:: The input ::
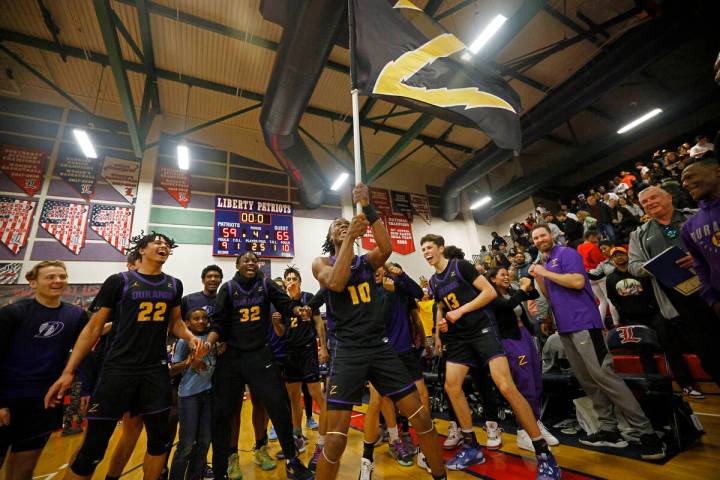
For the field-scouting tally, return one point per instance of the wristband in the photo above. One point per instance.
(370, 213)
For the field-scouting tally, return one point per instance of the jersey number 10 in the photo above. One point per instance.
(361, 293)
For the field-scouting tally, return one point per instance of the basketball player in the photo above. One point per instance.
(361, 350)
(471, 339)
(303, 360)
(243, 316)
(145, 306)
(36, 335)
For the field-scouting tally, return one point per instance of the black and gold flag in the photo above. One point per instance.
(403, 56)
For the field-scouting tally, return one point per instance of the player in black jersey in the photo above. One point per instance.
(145, 306)
(242, 317)
(471, 338)
(303, 360)
(361, 351)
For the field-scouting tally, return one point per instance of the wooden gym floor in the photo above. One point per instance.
(699, 462)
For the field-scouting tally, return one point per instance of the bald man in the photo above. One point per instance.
(689, 315)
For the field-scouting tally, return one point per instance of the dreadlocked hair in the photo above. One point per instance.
(141, 241)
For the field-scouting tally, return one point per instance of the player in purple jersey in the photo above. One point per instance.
(36, 335)
(470, 335)
(145, 306)
(361, 351)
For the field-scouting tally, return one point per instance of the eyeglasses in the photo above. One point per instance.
(670, 231)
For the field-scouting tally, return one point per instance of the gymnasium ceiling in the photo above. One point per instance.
(213, 57)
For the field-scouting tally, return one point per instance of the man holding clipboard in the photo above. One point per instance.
(653, 246)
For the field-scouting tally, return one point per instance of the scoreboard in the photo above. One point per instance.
(258, 226)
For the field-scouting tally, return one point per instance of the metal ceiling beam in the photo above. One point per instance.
(103, 12)
(102, 59)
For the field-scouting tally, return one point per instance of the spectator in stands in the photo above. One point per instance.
(635, 302)
(562, 279)
(701, 232)
(497, 241)
(701, 146)
(572, 228)
(649, 240)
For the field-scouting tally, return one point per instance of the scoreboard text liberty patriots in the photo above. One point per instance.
(262, 227)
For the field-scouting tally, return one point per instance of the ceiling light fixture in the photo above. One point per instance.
(483, 201)
(85, 143)
(339, 182)
(644, 118)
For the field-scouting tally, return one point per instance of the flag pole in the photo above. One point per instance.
(354, 93)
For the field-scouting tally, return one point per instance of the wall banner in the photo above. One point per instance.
(15, 221)
(24, 166)
(122, 175)
(67, 222)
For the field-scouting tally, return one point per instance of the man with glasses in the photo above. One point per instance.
(662, 231)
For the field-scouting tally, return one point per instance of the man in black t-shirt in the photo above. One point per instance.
(471, 338)
(361, 351)
(145, 306)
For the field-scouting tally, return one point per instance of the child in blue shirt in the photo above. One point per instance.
(194, 403)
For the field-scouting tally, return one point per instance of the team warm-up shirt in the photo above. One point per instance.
(35, 342)
(196, 300)
(398, 305)
(300, 333)
(242, 311)
(357, 310)
(141, 309)
(575, 310)
(453, 287)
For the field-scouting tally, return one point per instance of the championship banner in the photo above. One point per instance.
(113, 223)
(122, 175)
(176, 182)
(66, 221)
(15, 221)
(421, 206)
(24, 166)
(398, 226)
(80, 172)
(401, 203)
(9, 273)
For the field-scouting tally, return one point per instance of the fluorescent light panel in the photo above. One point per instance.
(485, 36)
(483, 201)
(183, 157)
(85, 143)
(339, 182)
(644, 118)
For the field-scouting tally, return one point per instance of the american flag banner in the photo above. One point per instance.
(9, 273)
(15, 221)
(67, 222)
(113, 223)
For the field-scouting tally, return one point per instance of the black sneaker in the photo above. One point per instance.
(295, 470)
(651, 447)
(604, 438)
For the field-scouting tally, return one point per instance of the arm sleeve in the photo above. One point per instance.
(283, 303)
(181, 351)
(110, 292)
(702, 268)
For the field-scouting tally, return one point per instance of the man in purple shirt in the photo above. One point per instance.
(701, 232)
(561, 277)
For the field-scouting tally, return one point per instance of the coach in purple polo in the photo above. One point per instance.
(560, 276)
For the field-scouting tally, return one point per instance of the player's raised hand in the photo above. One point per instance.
(358, 226)
(361, 194)
(57, 390)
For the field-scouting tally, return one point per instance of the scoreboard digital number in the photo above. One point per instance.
(244, 225)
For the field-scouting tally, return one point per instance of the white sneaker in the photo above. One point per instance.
(524, 441)
(421, 462)
(454, 437)
(549, 437)
(494, 435)
(366, 469)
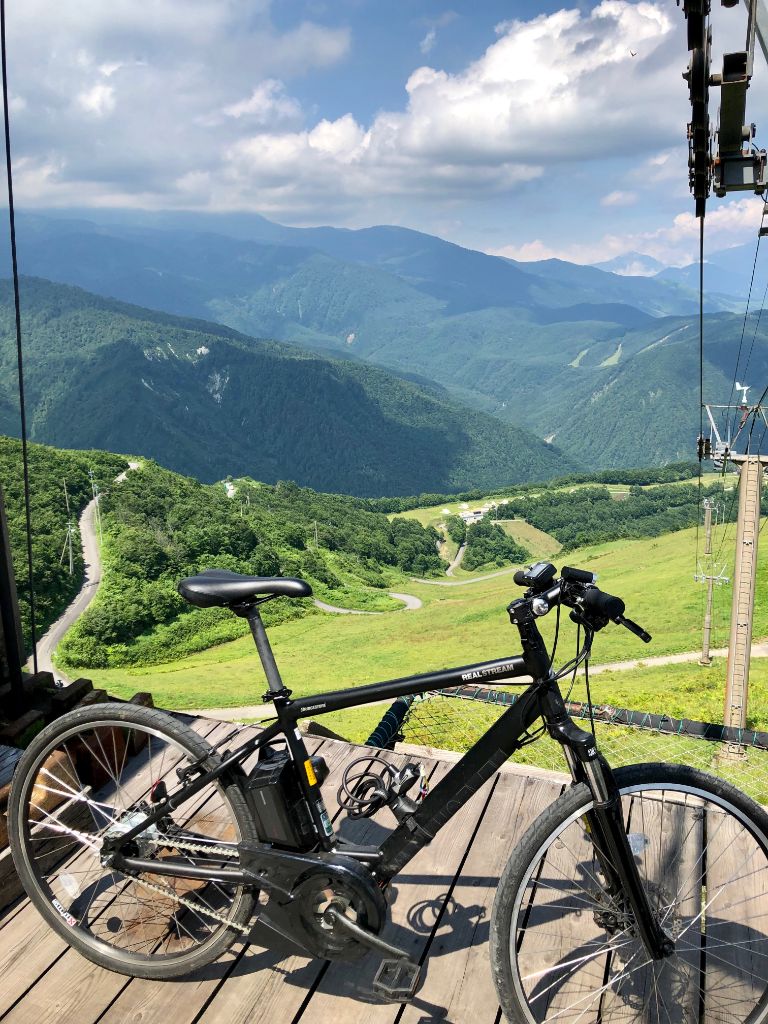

:: What is being asked ::
Tally the lines of the data above that contain the word "sneaker", and give only the number.

:: Solution for this problem ::
2